- The data
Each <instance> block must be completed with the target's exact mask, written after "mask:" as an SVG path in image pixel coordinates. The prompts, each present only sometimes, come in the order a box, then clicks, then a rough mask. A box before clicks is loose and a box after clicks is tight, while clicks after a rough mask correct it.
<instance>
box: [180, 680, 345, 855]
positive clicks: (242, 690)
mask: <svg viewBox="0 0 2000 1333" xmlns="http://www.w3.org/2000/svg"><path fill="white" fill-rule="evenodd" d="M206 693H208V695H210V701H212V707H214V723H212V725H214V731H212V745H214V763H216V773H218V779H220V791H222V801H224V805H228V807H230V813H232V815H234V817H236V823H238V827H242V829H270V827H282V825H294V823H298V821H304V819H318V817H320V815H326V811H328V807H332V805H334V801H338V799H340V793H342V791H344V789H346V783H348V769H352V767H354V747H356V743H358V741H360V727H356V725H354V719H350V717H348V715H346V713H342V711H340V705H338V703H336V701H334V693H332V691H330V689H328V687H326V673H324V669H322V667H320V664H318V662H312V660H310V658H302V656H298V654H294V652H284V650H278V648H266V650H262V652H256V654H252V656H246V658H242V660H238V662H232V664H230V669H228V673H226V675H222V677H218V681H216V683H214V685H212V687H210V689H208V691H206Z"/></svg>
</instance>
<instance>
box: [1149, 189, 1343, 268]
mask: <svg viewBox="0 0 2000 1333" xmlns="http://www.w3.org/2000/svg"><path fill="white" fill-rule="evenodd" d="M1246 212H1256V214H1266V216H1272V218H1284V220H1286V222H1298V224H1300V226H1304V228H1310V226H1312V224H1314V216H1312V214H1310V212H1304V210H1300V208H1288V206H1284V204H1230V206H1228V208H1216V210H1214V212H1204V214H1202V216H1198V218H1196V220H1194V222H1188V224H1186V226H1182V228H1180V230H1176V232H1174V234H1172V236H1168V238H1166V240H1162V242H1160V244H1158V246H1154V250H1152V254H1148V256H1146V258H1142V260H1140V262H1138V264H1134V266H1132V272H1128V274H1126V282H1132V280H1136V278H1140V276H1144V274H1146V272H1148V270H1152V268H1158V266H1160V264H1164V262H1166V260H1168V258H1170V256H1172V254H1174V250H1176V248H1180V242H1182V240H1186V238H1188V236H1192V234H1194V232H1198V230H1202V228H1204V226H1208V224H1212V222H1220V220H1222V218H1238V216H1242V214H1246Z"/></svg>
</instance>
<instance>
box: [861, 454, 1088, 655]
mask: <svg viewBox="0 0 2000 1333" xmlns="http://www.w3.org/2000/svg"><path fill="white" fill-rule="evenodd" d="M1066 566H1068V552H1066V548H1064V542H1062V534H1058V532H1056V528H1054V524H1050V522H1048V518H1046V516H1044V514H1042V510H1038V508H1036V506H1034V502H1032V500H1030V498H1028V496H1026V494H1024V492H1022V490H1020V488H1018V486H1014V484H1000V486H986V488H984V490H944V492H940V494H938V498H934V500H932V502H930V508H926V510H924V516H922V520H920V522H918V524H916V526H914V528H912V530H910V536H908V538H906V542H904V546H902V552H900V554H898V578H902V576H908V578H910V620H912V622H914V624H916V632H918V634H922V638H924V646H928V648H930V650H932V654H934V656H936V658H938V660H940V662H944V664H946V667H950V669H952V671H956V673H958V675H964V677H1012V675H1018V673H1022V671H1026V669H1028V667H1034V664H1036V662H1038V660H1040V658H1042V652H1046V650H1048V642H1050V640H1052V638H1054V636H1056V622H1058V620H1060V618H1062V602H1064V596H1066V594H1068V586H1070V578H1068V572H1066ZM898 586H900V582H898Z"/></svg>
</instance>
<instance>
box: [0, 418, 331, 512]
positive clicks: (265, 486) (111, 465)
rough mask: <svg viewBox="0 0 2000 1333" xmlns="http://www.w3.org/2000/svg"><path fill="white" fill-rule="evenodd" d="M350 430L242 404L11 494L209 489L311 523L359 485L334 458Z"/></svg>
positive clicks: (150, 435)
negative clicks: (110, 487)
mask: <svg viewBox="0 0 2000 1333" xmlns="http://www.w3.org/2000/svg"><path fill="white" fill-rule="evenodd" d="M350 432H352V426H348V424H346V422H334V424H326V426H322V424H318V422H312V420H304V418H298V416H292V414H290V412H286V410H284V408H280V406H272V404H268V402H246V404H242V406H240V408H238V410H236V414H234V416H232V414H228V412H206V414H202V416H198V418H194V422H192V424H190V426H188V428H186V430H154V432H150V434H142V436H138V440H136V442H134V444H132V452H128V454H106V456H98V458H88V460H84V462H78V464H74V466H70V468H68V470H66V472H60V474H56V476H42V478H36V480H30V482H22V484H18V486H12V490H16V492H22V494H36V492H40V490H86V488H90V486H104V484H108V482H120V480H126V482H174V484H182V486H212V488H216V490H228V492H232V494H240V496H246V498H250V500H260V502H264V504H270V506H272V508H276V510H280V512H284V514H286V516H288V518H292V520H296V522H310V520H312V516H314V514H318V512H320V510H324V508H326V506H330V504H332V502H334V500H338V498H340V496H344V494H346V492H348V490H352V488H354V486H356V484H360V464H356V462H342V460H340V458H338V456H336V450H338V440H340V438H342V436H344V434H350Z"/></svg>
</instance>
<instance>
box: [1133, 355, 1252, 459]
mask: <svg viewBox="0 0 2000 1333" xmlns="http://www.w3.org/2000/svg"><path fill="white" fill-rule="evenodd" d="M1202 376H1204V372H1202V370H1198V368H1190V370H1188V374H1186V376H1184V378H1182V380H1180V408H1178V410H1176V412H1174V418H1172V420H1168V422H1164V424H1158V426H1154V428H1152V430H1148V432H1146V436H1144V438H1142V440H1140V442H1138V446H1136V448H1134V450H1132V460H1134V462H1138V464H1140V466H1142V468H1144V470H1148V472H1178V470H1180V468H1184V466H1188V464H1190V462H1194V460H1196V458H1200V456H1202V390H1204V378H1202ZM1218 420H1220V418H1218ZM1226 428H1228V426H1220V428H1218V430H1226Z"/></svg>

- What is being asked
Once more, write out all of the entries above exactly.

- Answer to this task
Each <instance> block must be completed with the target's exact mask, written after "mask:" as an SVG path in image pixel coordinates. The prompts, each present only sometimes, come in the order a box, then clicks, then a rough mask. A box before clicks is loose and a box after clicks is tight, while clicks after a rough mask correct it.
<instance>
box: [180, 680, 345, 855]
positive clicks: (242, 690)
mask: <svg viewBox="0 0 2000 1333" xmlns="http://www.w3.org/2000/svg"><path fill="white" fill-rule="evenodd" d="M206 693H208V695H210V701H212V707H214V723H212V725H214V731H212V745H214V763H216V773H218V779H220V791H222V801H224V805H228V807H230V813H232V815H234V817H236V823H238V827H242V829H270V827H282V825H294V823H298V821H304V819H318V817H320V815H326V811H328V807H332V805H334V801H338V799H340V793H342V791H344V789H346V783H348V769H352V767H354V747H356V743H358V741H360V727H356V725H354V719H350V717H348V715H346V713H342V711H340V705H338V703H336V701H334V693H332V691H330V689H328V687H326V673H324V669H322V667H320V664H318V662H312V660H310V658H302V656H298V654H294V652H284V650H278V648H266V650H262V652H256V654H252V656H246V658H242V660H238V662H232V664H230V669H228V673H226V675H222V677H218V681H216V683H214V685H212V687H210V689H208V691H206Z"/></svg>
</instance>
<instance>
box: [1149, 189, 1343, 268]
mask: <svg viewBox="0 0 2000 1333" xmlns="http://www.w3.org/2000/svg"><path fill="white" fill-rule="evenodd" d="M1246 212H1256V214H1266V216H1272V218H1284V220H1286V222H1298V224H1300V226H1304V228H1310V226H1312V224H1314V216H1312V214H1310V212H1304V210H1300V208H1288V206H1284V204H1230V206H1228V208H1216V210H1214V212H1204V214H1202V216H1198V218H1196V220H1194V222H1188V224H1186V226H1182V228H1180V230H1176V232H1174V234H1172V236H1168V238H1166V240H1162V242H1160V244H1158V246H1154V250H1152V254H1148V256H1146V258H1142V260H1140V262H1138V264H1134V266H1132V272H1128V274H1126V282H1132V280H1136V278H1140V276H1144V274H1146V272H1148V270H1152V268H1158V266H1160V264H1164V262H1166V260H1168V258H1170V256H1172V254H1174V250H1176V248H1180V242H1182V240H1186V238H1188V236H1192V234H1194V232H1198V230H1202V228H1204V226H1208V224H1212V222H1220V220H1222V218H1238V216H1242V214H1246Z"/></svg>
</instance>
<instance>
box: [861, 454, 1088, 655]
mask: <svg viewBox="0 0 2000 1333" xmlns="http://www.w3.org/2000/svg"><path fill="white" fill-rule="evenodd" d="M1066 566H1068V552H1066V548H1064V542H1062V534H1058V532H1056V528H1054V524H1050V522H1048V518H1046V516H1044V514H1042V510H1038V508H1036V506H1034V502H1032V500H1030V498H1028V496H1026V494H1024V492H1022V490H1020V488H1018V486H1014V484H1000V486H986V488H984V490H944V492H940V494H938V498H934V500H932V502H930V508H926V510H924V516H922V520H920V522H918V524H916V526H914V528H912V530H910V536H908V538H906V542H904V546H902V552H900V554H898V578H902V576H908V578H910V620H912V622H914V624H916V632H918V634H922V638H924V646H928V648H930V650H932V654H934V656H936V658H938V660H940V662H944V664H946V667H950V669H952V671H956V673H958V675H964V677H1012V675H1018V673H1022V671H1026V669H1028V667H1034V664H1036V662H1038V660H1040V658H1042V652H1046V650H1048V642H1050V640H1052V638H1054V636H1056V622H1058V620H1060V618H1062V602H1064V596H1066V594H1068V586H1070V578H1068V572H1066ZM898 586H900V582H898Z"/></svg>
</instance>
<instance>
box: [0, 418, 331, 512]
positive clicks: (265, 486) (111, 465)
rough mask: <svg viewBox="0 0 2000 1333" xmlns="http://www.w3.org/2000/svg"><path fill="white" fill-rule="evenodd" d="M350 430L242 404L11 494L209 489L311 523L359 485L334 458Z"/></svg>
positive clicks: (150, 435)
negative clicks: (110, 487)
mask: <svg viewBox="0 0 2000 1333" xmlns="http://www.w3.org/2000/svg"><path fill="white" fill-rule="evenodd" d="M350 432H352V426H348V424H346V422H334V424H326V426H322V424H318V422H312V420H304V418H298V416H292V414H290V412H286V410H284V408H280V406H272V404H268V402H246V404H242V406H240V408H238V410H236V414H234V416H232V414H228V412H206V414H202V416H198V418H194V422H192V424H190V426H188V428H186V430H154V432H150V434H142V436H138V440H136V442H134V444H132V452H128V454H106V456H98V458H88V460H84V462H78V464H74V466H70V468H68V470H66V472H60V474H56V476H42V478H36V480H30V482H22V484H18V486H12V490H16V492H22V494H36V492H40V490H86V488H90V486H104V484H108V482H120V480H126V482H174V484H182V486H212V488H216V490H228V492H232V494H240V496H246V498H250V500H260V502H264V504H270V506H272V508H276V510H280V512H284V514H286V516H288V518H292V520H296V522H310V520H312V516H314V514H318V512H320V510H324V508H326V506H330V504H332V502H334V500H338V498H340V496H344V494H346V492H348V490H352V488H354V486H356V484H360V464H356V462H342V460H340V458H338V456H336V450H338V440H340V438H342V436H344V434H350Z"/></svg>
</instance>
<instance>
box: [1133, 355, 1252, 459]
mask: <svg viewBox="0 0 2000 1333" xmlns="http://www.w3.org/2000/svg"><path fill="white" fill-rule="evenodd" d="M1202 376H1204V372H1202V370H1198V368H1190V370H1188V374H1186V376H1184V378H1182V380H1180V408H1178V410H1176V412H1174V418H1172V420H1168V422H1164V424H1158V426H1154V428H1152V430H1148V432H1146V436H1144V438H1142V440H1140V442H1138V446H1136V448H1134V450H1132V460H1134V462H1138V464H1140V466H1142V468H1144V470H1148V472H1178V470H1180V468H1184V466H1188V464H1190V462H1194V460H1196V458H1200V456H1202V390H1204V378H1202ZM1218 420H1220V418H1218ZM1226 428H1228V426H1220V428H1218V430H1226Z"/></svg>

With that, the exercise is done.